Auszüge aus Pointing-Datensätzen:
□ □ □ □

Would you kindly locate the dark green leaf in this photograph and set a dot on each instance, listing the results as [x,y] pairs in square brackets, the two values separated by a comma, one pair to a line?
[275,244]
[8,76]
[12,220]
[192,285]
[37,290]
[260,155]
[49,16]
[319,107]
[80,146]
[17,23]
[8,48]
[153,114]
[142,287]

□ □ □ □

Aufgabe
Zitiere sämtliche oben stehenden Datensätze Zeile für Zeile und ohne jede Änderung.

Vollständige Ausgabe
Would you kindly locate the dark green leaf in this photograph and set a dot on each instance, listing the results as [x,y] pairs in square brackets, the two values separated by a comma, one pair to a line?
[275,244]
[8,76]
[12,220]
[192,285]
[37,290]
[260,155]
[49,16]
[319,107]
[80,146]
[17,23]
[8,48]
[153,114]
[142,287]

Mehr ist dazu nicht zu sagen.